_DOCUMENT SECTION_.
============

Post by Sewer King » 26 Oct 2008, 16:54

Peter H wrote:Its a black kitten.Not for the pot I think.
When I could not make it out earlier, I thought it might have been poultry. Probably these men are in camp or garrison then, who can see to livestock and pets. You can find enough photos of German troops with pets, but I can't think of many Japanese ones of the same.
Brady wrote:One thing I have noticed in watching contempory Japanese Anime, is the use of the "standard Japanese Mess Kit" ...
Certain well-known, traditional military-style school uniforms items remain in traditional use in Japan, those of boys' originating with Prussian cadets and the girls' with Royal Navy sailors. Maybe some of our Japanese members can say if the army-style mess kits still survived in some school use for any time after the war. If so, they would be as incidental and taken for granted in anime as the uniform would be.

============

_EXERCISES TO COMPLETE_.
(A) List the usernames that appear in the forum post.
(B) Summarize the forum post in two sentences.
(C) Write what follows the last sentence of the forum post about Japanese mess kits and school uniforms.

_PROVIDED DATA_.
============

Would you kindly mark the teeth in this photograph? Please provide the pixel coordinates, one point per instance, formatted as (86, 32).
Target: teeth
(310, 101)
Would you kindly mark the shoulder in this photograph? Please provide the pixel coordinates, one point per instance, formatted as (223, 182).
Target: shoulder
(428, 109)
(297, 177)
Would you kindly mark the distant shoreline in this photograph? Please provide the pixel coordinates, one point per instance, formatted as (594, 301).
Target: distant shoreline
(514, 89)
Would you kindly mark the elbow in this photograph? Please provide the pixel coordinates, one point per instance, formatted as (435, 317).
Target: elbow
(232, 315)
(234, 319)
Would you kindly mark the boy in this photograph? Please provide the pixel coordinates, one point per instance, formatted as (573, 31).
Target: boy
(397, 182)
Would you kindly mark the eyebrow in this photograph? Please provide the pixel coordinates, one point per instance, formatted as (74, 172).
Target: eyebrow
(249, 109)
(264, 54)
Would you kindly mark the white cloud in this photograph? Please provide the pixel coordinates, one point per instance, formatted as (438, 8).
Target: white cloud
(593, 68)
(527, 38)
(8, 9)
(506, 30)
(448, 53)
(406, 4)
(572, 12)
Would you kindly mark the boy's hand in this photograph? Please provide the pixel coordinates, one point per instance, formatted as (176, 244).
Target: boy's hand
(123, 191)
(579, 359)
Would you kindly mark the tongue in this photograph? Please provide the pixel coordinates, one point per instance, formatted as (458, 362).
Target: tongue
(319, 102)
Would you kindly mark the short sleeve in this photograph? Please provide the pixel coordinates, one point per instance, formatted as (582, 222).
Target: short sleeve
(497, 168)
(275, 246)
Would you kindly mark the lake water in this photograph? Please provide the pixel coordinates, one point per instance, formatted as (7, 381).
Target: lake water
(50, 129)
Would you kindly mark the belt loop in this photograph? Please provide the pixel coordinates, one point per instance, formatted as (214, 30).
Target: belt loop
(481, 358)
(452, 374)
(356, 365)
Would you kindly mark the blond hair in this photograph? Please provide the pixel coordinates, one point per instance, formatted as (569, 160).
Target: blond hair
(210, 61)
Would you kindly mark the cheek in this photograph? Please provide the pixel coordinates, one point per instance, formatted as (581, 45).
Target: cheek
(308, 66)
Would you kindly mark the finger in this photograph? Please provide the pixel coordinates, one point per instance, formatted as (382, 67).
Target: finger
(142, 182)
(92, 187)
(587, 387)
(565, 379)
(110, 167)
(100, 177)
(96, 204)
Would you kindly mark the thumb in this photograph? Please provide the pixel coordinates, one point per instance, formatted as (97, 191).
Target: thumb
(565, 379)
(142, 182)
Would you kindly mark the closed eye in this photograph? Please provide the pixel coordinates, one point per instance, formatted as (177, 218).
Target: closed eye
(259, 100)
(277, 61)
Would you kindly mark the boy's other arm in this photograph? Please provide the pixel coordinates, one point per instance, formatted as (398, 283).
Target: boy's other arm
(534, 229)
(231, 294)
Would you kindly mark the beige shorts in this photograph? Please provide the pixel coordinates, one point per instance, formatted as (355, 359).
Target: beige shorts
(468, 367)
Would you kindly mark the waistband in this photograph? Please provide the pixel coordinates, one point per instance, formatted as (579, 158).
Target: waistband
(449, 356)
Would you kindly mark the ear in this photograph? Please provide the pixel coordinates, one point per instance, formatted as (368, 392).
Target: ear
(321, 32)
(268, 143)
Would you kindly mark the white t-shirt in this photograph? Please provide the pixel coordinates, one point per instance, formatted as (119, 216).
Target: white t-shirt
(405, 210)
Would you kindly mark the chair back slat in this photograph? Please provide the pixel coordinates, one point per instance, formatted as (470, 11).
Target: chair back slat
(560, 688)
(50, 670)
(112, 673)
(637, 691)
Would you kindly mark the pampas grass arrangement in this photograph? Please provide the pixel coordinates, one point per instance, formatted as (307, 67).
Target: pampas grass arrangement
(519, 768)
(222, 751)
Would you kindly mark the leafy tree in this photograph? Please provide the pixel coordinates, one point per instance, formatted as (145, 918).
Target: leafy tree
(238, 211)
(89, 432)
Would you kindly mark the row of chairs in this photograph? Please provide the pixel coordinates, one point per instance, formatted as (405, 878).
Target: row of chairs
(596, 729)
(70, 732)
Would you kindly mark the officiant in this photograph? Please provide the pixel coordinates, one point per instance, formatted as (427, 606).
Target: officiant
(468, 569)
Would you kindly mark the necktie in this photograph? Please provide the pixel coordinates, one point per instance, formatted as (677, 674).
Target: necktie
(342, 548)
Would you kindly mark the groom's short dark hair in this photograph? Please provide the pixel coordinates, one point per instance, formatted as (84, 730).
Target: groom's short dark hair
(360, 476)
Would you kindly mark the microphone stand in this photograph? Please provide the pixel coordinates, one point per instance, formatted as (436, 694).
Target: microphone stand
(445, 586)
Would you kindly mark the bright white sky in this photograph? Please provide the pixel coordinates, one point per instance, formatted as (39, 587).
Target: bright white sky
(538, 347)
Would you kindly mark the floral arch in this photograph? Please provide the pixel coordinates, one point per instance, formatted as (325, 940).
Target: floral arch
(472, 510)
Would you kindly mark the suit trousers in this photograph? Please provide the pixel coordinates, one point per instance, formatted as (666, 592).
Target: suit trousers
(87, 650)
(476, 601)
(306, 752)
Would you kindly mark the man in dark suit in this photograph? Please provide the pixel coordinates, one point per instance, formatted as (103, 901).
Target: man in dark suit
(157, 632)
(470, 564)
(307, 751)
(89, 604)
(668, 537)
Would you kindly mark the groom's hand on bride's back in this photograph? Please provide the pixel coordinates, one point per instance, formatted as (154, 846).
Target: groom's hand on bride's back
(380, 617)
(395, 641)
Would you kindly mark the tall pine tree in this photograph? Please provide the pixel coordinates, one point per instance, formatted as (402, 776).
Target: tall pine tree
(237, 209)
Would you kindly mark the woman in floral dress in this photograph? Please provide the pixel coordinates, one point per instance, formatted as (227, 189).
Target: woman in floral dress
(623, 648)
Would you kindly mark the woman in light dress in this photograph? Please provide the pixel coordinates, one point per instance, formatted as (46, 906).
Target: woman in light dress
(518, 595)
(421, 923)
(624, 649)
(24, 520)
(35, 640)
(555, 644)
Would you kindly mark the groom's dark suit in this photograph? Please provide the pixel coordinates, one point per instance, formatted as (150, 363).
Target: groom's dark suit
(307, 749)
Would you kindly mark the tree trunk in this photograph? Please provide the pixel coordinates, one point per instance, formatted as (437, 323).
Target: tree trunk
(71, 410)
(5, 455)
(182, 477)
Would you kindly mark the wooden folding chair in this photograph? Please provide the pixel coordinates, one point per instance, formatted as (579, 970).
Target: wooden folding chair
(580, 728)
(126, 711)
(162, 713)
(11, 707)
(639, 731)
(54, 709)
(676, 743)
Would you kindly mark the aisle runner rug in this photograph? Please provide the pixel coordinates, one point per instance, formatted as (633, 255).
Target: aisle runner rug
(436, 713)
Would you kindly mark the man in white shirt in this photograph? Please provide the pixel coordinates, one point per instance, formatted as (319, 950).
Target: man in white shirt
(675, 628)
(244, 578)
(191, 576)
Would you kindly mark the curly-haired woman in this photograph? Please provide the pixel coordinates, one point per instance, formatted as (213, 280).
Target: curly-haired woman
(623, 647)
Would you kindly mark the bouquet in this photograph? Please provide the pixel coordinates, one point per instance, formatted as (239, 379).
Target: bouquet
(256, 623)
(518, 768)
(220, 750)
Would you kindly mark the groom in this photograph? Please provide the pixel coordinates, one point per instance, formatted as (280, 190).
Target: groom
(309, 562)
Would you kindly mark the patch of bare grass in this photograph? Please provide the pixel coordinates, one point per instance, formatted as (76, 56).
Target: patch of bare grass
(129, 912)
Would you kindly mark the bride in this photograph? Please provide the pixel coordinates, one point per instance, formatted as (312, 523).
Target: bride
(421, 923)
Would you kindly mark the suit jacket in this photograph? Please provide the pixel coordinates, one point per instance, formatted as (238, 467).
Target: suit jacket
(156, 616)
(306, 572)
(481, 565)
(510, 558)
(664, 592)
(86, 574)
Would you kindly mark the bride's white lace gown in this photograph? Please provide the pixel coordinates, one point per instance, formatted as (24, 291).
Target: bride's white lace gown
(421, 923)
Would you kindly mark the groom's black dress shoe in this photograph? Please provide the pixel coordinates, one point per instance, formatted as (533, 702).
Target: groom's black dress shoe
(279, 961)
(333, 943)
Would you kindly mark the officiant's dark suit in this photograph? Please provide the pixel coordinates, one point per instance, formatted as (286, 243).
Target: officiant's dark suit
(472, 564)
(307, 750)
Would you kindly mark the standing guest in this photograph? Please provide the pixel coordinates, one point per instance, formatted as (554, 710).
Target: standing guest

============

_OUTPUTS BY TASK_.
(A) Sewer King, Peter H, Brady

(B) Replying to a note that the animal in a photo is a black kitten, the poster says they had earlier taken it for poultry, suggests the men are probably in camp or garrison, and says they cannot think of many Japanese photos of troops with pets, unlike German ones. Responding to a remark about mess kits in anime, the poster notes that military-style school uniforms remain in traditional use in Japan and asks whether army-style mess kits likewise survived in some school use after the war.

(C)
I wonder slightly why the military-style school uniforms continued after the demilitarization of occupied Japan. But, there was a similar allowance of traditional uniform items in Germany. still worn by civil Police forces, including the famous German steel helmet. The latter continued in use as late as the early 1980s.

The "European" mess kit design was so widespread among 20th century Continental armies that I am not sure who started it, although there is probably someone here who can say. Maybe it was the British Army, which first used a D-section mess tin in the 19th century? Imperial Japanese mess kits are most like the classic, kidney-section German ones. I think they continued in postwar use with the Japanese Ground Self-Defense Force as well as other Asian armies.